> _What is expected_
According to the blog post below, what does the writer keep paying every month even without a cat?

> _Document text_
_ _ _ _

Monday, March 1, 2010

And the World Comes Crashing Down

So it has been a little over a week since I received the devistating letter from UW saying that I would not be going to Grad School this summer. I was so very very mad. Still am a little mad. I don't understand why I was given the go ahead, but then it didn't happen. I have been going through the stages of grief, but I am trying to pull myself out of it. I keep getting ask, "So what are you going to do now?" Last week my response was to try not to hit anyone. What else can I do but stay where I am and try again next year? As I have said before, I love my job. I guess I feel like something needs to change. I have received a lot of support from my coworkers, the general response to my telling them that I wasn't accepted is, "I'm sorry you are sad, but I am not sorry you are staying." Very comforting, and I am grateful. I tried some retail therapy this weekend, but found that I wasn't very good at it. I kept talking myself out of spending money. I guess that is a good thing, now I will just have more money to spend when I go to Virginia in May. I want another cat, but it just hasn't been convenient to get one yet. And I am pretty sure that my landlord doesn't want anymore pets in the apartment after my stinky cat died. But I have still been paying the extra pet fee every month in the hopes that if I do decide to get another cat some day they won't have a leg to stand on since I have a lease saying I can have one and I have been paying the extra money eventhough I don't have one right now.

_ _ _ _

> _Stored data entries_
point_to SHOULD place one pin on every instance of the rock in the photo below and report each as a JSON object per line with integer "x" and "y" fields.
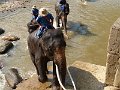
{"x": 87, "y": 76}
{"x": 113, "y": 52}
{"x": 10, "y": 38}
{"x": 1, "y": 31}
{"x": 13, "y": 78}
{"x": 5, "y": 46}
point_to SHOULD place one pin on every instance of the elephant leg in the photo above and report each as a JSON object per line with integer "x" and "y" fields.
{"x": 42, "y": 77}
{"x": 33, "y": 60}
{"x": 56, "y": 85}
{"x": 60, "y": 61}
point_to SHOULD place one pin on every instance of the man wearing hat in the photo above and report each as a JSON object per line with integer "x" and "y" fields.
{"x": 45, "y": 20}
{"x": 35, "y": 12}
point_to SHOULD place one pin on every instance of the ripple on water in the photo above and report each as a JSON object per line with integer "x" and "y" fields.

_ _ _ _

> _Solution to this exercise_
The extra pet fee.